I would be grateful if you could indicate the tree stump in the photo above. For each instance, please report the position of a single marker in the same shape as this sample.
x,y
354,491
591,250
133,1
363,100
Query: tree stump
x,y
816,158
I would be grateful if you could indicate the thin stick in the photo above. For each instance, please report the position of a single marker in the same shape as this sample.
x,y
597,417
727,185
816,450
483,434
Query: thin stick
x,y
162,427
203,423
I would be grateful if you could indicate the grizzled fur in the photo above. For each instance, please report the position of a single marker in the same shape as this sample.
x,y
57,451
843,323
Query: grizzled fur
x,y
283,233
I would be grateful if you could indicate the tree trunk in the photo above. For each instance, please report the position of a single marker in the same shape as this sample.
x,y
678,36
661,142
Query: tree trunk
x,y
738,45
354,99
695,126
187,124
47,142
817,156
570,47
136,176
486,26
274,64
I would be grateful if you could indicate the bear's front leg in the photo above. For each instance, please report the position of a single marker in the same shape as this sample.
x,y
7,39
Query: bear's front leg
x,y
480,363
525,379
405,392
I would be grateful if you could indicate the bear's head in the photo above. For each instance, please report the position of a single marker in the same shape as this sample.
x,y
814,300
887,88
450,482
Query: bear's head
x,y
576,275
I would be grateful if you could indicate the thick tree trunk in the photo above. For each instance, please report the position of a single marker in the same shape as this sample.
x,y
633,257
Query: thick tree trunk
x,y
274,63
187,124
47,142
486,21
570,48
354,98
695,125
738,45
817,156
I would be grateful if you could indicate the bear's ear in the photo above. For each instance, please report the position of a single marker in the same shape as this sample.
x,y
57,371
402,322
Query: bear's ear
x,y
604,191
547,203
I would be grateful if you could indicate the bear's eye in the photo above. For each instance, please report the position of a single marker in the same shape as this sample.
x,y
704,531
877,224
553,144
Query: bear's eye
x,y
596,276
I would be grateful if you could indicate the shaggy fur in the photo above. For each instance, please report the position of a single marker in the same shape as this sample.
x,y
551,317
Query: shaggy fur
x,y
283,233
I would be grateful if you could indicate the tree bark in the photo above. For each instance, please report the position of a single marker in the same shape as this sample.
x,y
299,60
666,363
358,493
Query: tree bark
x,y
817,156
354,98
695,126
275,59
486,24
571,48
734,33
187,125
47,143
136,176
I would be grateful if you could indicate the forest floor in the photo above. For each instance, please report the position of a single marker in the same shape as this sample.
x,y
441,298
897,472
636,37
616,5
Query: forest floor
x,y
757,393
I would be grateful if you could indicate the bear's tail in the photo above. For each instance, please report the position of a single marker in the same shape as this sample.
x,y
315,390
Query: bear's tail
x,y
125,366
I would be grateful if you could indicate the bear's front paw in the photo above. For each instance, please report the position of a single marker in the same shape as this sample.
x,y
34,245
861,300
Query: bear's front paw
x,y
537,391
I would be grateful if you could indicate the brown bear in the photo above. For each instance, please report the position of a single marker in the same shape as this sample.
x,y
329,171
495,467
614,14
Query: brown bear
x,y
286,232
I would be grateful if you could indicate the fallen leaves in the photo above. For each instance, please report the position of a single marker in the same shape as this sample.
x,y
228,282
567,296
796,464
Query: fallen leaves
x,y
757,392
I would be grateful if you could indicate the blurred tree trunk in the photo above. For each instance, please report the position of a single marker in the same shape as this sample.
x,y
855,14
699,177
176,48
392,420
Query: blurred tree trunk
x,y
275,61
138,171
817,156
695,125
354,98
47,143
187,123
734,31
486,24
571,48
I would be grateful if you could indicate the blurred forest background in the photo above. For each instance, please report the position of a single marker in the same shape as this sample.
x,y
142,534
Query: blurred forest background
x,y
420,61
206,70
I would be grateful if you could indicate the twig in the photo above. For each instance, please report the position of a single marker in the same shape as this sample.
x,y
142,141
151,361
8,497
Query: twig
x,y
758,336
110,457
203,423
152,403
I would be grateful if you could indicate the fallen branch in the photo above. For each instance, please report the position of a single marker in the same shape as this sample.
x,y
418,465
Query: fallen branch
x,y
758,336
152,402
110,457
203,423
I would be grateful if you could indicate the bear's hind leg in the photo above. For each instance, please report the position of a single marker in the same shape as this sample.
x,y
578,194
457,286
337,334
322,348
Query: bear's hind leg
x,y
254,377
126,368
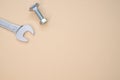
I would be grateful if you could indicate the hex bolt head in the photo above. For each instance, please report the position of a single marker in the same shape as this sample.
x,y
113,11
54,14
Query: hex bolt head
x,y
38,13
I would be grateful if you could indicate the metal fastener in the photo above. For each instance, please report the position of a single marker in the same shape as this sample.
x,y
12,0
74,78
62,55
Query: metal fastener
x,y
39,14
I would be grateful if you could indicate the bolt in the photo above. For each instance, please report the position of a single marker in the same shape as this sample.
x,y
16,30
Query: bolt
x,y
38,13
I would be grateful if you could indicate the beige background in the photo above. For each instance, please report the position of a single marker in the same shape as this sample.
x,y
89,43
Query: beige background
x,y
81,41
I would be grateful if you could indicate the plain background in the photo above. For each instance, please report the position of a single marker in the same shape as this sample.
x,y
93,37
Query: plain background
x,y
81,41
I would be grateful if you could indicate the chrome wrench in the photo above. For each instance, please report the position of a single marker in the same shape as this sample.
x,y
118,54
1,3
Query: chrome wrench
x,y
18,30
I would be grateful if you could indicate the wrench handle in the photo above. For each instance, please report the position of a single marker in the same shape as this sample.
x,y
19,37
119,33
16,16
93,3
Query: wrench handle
x,y
9,26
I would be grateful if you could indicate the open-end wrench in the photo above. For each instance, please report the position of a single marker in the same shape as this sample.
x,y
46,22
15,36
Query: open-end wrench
x,y
18,30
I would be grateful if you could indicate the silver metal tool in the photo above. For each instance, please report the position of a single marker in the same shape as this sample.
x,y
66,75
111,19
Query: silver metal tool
x,y
39,14
18,30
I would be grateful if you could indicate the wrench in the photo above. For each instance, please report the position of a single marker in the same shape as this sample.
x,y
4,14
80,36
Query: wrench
x,y
18,30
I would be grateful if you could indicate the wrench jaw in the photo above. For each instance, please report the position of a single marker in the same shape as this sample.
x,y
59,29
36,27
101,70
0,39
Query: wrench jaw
x,y
21,32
######
**TASK:**
Retype all the records shown above, character for character. Omit every picture.

**WRITTEN SOLUTION:**
I would be grateful if you could indicate the tree stump in the photo above. For each instance, please report the position of a single marker in the same shape as this sample.
x,y
354,491
591,250
133,1
363,100
Query: tree stump
x,y
816,158
I would be grateful if you could indicate the thin stick in the photo above. For each instance, please report the position of a single marker in the same shape as this sample.
x,y
597,417
727,185
816,450
483,434
Query: thin stick
x,y
162,427
203,423
I would be grateful if you could indicate the grizzled fur in the photo above. For each instance, please report the position of a single marker in the same shape as this sample.
x,y
57,451
843,323
Query: grizzled fur
x,y
283,233
I would be grateful if you could indicate the tree trunk in the photo above. For each instance, please report the position of a single marker in the same shape as this sample.
x,y
678,36
661,142
Query: tree trunk
x,y
738,45
354,99
695,126
187,124
47,142
817,156
570,47
136,176
486,26
274,64
I would be grateful if you could indicate the bear's front leg in the photo above. For each instance, please report the position of a single marker in the same shape as this sample.
x,y
7,39
Query: bear's front leg
x,y
480,363
525,379
405,392
I would be grateful if you could indicate the bear's head in the photo above. For each instance, please report the position of a single marker in the same shape as this sample.
x,y
814,300
887,88
450,482
Query: bear's head
x,y
576,275
I would be grateful if you could indicate the thick tree trunk in the photo above. For each instance, please report the position of a single marker in the same shape as this sample.
x,y
633,257
Query: thick tree trunk
x,y
274,63
187,124
47,142
486,21
570,48
354,98
695,125
738,45
817,156
I would be grateful if you could indicate the bear's ear in the photo above. For each instance, please report the position of a single marker in the same shape as this sample.
x,y
57,371
402,322
Query: bear's ear
x,y
604,191
547,203
I would be grateful if you could indicate the bear's eye in the photo above. For each instance, please report the position of a single marker in the same shape as this sample.
x,y
704,531
877,224
553,144
Query: bear's eye
x,y
596,276
I would be grateful if you could indicate the shaggy fur in the photo above. For each instance, please report the position of a single marker in the same shape as this sample.
x,y
551,317
Query: shaggy fur
x,y
283,233
I would be grateful if you could indicate the tree bark in the photo above. For each instance, please report the position of a single marker in the same shape as this sample.
x,y
299,60
666,363
358,493
Query: tree bark
x,y
817,156
354,98
695,126
275,59
486,24
571,48
734,33
187,125
47,143
136,176
I would be grateful if you could indicate the forest floor in the photo above. For each instance, please report the position of a single marker in the same shape as this sample.
x,y
441,298
897,472
636,37
616,5
Query: forest floor
x,y
757,393
I would be grateful if you could indicate the bear's tail in the photo above. For each instance, please report the position of a single marker in the same shape as this sample.
x,y
315,390
Query: bear's tail
x,y
125,366
I would be grateful if you could indicate the bear's front paw in the photo above. For each instance, please report the position of a single marker in the same shape as this sample.
x,y
34,245
861,300
Query: bear's front paw
x,y
537,391
I would be grateful if you could indicate the brown bear in the photo above. For each instance, please report the position of a single marker in the same shape as this sample.
x,y
329,171
495,467
614,14
Query: brown bear
x,y
286,232
I would be grateful if you could indicate the fallen leaves in the photo above. For each instance, please report the position of a single marker in the same shape as this sample.
x,y
228,282
567,296
796,464
Query: fallen leaves
x,y
757,392
I would be grateful if you could indicate the blurred tree trunk in the photo above. For each instance, please report the position of a single marker in the same shape as this sample.
x,y
855,14
699,177
176,48
392,420
Query: blurred tree trunk
x,y
275,61
138,171
817,156
695,125
354,98
47,143
187,123
734,31
486,24
571,48
I would be grateful if you could indicate the blurred forest background in the photo above. For each instance, please report the position of a single marker in the same shape as this sample.
x,y
142,534
Query: blurred forest background
x,y
420,61
206,70
I would be grateful if you could indicate the twig in the photo above. For each instance, please report the position of a single marker in the same shape as this sample.
x,y
142,141
151,361
8,497
Query: twig
x,y
758,336
110,457
203,423
152,403
I would be grateful if you could indicate the fallen branch in the photo above. For each instance, please report the position of a single marker in the same shape as this sample.
x,y
418,465
Query: fallen branch
x,y
758,336
152,402
110,457
203,423
I would be grateful if you could indicate the bear's hind leg in the photo above. For each instance, please report the position of a single marker in the same shape as this sample.
x,y
578,194
457,286
337,334
322,348
Query: bear's hind leg
x,y
254,377
126,368
I would be grateful if you could indicate the hex bolt head in the photo above. For each instance, please report the position of a single marker in the same shape as this sample.
x,y
113,11
54,14
Query: hex bolt head
x,y
38,13
I would be grateful if you could indicate the metal fastener in the photo above. For each instance, please report the position of a single marker in the same shape as this sample.
x,y
12,0
74,78
62,55
Query: metal fastener
x,y
39,14
I would be grateful if you could indicate the bolt in the photo above. For each instance, please report the position of a single marker in the same shape as this sample.
x,y
16,30
Query: bolt
x,y
38,13
I would be grateful if you could indicate the beige background in the photo above. For each instance, please report the position of a single marker in the same shape as this sample.
x,y
89,43
Query: beige background
x,y
81,41
I would be grateful if you could indicate the plain background in the photo above. For each instance, please report the position of a single marker in the same shape as this sample.
x,y
93,37
Query: plain background
x,y
81,41
I would be grateful if you could indicate the chrome wrench in the photo above. For each instance, please report the position of a single marker in the same shape as this sample.
x,y
118,54
1,3
Query: chrome wrench
x,y
18,30
I would be grateful if you could indicate the wrench handle in the photo above. For each instance, please report the position of a single marker in the same shape as this sample.
x,y
19,37
119,33
16,16
93,3
Query: wrench handle
x,y
9,26
I would be grateful if you could indicate the open-end wrench in the photo above. For each instance, please report the position of a single marker in the same shape as this sample.
x,y
46,22
15,36
Query: open-end wrench
x,y
18,30
I would be grateful if you could indicate the silver metal tool in the photo above. For each instance, please report the position of a single marker in the same shape as this sample.
x,y
66,75
111,19
Query: silver metal tool
x,y
39,14
18,30
I would be grateful if you could indicate the wrench in the photo above. For each instance, please report the position of a single marker in the same shape as this sample.
x,y
4,14
80,36
Query: wrench
x,y
18,30
I would be grateful if you could indicate the wrench jaw in the photo above. For each instance, please report the position of a single marker in the same shape as this sample.
x,y
59,29
36,27
101,70
0,39
Query: wrench jaw
x,y
21,32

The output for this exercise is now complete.